§ **PROBLEM DESCRIPTION**:
Pull every line with "bowl" from the entries below.

§ **RECORDS FOR PROCESSING**:
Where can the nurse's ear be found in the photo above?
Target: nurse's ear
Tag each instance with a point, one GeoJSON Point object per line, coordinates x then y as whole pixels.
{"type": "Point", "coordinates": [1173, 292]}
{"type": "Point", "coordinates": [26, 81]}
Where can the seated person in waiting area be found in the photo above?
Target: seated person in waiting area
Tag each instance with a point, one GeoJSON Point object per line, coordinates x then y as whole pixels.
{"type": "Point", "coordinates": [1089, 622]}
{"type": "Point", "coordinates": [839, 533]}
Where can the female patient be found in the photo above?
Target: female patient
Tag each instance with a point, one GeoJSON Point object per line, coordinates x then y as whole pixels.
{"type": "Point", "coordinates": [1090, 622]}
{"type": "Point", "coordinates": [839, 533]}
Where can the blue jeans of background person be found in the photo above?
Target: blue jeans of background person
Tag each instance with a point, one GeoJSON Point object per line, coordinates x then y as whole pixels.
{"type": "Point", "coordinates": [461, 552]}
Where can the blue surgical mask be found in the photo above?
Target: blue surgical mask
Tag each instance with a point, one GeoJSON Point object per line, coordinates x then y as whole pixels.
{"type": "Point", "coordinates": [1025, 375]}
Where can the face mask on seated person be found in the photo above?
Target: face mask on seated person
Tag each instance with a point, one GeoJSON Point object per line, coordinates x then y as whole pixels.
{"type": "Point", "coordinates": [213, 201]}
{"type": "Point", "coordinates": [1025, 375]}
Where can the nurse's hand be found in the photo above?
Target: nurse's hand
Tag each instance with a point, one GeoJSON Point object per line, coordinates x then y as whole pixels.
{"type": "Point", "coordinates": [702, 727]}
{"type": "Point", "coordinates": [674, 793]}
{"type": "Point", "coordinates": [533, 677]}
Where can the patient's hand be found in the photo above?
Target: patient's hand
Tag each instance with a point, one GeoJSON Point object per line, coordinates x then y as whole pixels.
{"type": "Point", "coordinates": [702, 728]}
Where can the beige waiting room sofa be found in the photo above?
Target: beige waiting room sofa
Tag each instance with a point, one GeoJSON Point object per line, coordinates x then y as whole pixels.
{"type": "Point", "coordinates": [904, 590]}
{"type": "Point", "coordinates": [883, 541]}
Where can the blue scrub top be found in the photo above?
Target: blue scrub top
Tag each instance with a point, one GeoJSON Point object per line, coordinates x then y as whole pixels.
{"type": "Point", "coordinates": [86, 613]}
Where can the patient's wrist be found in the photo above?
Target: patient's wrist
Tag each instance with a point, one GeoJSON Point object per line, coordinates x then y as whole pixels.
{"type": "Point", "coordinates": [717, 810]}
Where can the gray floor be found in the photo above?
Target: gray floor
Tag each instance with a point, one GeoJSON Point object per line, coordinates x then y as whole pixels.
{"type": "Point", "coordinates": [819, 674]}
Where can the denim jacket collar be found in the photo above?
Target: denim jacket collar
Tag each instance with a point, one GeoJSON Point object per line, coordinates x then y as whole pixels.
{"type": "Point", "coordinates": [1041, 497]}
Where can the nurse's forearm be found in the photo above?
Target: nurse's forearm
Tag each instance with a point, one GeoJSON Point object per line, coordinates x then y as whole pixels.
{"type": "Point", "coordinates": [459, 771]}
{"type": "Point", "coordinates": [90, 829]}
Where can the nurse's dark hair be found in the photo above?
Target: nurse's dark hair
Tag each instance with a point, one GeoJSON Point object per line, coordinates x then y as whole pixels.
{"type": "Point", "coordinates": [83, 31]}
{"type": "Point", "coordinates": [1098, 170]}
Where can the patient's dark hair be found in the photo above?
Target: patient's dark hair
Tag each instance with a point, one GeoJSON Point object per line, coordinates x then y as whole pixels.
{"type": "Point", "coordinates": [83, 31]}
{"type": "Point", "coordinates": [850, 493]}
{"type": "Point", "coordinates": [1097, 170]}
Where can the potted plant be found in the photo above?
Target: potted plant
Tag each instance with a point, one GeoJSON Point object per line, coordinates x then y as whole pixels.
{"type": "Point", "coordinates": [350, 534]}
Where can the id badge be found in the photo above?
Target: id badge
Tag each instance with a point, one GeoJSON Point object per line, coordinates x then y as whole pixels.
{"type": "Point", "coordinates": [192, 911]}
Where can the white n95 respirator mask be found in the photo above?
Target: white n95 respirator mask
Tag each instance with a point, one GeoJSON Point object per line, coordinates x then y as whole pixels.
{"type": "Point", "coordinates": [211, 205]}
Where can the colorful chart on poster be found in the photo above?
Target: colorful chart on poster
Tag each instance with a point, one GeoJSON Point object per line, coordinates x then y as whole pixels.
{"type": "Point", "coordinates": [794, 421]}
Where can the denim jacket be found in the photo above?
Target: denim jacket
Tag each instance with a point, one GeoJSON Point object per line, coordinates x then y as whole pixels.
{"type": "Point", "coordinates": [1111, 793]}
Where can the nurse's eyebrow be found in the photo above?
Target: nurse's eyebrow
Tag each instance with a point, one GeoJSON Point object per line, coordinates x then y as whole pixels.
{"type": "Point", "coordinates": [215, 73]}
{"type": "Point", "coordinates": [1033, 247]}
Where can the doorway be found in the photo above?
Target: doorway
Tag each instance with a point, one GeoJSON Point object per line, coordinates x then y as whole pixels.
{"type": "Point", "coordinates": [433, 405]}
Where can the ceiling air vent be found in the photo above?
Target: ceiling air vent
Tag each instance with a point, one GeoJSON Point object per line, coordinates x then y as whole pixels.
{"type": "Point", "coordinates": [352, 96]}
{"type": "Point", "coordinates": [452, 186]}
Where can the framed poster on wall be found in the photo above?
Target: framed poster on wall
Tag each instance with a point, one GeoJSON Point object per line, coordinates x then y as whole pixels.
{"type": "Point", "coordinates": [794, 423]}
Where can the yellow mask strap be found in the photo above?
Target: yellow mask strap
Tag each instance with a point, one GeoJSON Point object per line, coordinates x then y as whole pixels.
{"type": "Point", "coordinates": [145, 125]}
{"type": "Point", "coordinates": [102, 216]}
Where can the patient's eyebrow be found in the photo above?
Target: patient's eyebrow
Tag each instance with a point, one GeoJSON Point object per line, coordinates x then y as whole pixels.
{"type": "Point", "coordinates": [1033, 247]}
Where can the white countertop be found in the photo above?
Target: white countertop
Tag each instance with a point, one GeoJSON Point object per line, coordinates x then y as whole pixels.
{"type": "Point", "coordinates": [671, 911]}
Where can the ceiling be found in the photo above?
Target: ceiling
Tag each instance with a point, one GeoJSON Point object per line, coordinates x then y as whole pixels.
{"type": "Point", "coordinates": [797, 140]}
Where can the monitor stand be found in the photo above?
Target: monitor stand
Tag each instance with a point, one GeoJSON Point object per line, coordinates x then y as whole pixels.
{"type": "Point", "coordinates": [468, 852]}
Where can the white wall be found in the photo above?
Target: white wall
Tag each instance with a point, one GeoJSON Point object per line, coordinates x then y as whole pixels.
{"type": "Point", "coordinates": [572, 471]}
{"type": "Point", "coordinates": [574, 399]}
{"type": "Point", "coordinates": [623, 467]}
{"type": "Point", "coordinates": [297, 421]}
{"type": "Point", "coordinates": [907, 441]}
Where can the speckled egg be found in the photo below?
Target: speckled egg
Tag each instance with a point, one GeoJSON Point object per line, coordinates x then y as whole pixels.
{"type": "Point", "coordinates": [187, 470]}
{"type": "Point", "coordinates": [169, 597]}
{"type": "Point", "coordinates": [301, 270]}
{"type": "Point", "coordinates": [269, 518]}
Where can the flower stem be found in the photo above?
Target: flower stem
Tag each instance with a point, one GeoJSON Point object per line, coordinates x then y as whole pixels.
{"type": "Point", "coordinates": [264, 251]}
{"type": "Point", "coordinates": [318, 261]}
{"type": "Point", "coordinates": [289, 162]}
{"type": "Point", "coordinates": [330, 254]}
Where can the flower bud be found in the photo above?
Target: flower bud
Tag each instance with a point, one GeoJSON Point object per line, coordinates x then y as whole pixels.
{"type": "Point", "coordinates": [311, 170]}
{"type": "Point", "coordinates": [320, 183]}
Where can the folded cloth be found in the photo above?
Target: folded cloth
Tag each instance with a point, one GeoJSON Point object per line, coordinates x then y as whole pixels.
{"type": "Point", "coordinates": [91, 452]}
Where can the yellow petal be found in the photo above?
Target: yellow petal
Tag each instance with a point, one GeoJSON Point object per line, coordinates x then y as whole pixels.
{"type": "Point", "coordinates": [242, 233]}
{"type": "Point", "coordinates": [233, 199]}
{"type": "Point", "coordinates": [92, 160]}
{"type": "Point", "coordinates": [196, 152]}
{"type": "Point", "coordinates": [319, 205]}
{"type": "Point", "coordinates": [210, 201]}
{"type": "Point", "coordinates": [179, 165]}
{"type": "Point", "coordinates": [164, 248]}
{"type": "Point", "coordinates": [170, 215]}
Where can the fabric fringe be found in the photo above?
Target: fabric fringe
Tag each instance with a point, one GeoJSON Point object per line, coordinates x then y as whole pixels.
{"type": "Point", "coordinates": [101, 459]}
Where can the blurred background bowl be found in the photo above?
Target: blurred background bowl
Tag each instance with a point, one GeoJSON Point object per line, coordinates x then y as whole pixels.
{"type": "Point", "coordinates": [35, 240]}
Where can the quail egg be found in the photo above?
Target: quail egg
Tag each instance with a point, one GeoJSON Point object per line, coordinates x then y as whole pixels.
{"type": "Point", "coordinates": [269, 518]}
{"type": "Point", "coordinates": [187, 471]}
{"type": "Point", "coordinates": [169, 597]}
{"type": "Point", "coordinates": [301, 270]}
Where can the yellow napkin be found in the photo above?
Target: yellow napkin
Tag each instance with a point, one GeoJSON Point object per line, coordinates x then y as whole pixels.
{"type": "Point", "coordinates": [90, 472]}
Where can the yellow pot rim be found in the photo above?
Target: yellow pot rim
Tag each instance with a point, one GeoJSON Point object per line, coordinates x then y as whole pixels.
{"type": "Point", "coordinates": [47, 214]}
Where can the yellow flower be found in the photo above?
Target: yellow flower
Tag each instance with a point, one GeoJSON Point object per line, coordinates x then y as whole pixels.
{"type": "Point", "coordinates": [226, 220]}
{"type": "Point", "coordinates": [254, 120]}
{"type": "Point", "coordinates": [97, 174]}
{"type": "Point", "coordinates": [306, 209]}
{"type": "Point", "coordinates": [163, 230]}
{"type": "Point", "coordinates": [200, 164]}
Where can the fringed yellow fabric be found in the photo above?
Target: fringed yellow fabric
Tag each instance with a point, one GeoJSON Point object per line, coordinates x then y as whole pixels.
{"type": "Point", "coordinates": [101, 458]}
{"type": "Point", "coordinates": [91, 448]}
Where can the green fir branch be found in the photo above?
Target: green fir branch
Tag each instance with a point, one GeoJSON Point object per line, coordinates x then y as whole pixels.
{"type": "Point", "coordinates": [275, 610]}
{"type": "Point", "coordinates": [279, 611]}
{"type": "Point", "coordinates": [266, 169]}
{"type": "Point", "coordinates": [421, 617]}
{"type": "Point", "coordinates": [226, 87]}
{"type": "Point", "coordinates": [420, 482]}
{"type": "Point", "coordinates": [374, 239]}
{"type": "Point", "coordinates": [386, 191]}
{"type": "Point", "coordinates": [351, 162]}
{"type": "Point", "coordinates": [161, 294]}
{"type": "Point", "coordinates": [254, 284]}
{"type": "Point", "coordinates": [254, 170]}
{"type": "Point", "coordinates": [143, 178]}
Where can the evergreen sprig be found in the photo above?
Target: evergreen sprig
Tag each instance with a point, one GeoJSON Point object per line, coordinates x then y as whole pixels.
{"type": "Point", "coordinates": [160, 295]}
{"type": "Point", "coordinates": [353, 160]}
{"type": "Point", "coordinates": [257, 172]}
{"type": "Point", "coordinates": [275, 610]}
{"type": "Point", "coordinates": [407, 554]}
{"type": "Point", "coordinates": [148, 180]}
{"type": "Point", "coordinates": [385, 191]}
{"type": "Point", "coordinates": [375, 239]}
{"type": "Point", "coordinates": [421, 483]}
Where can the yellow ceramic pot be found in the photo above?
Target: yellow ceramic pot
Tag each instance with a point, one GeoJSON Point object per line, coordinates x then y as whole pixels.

§ **TASK SOLUTION**:
Where can the blurred background bowl be found in the photo above?
Target: blurred background bowl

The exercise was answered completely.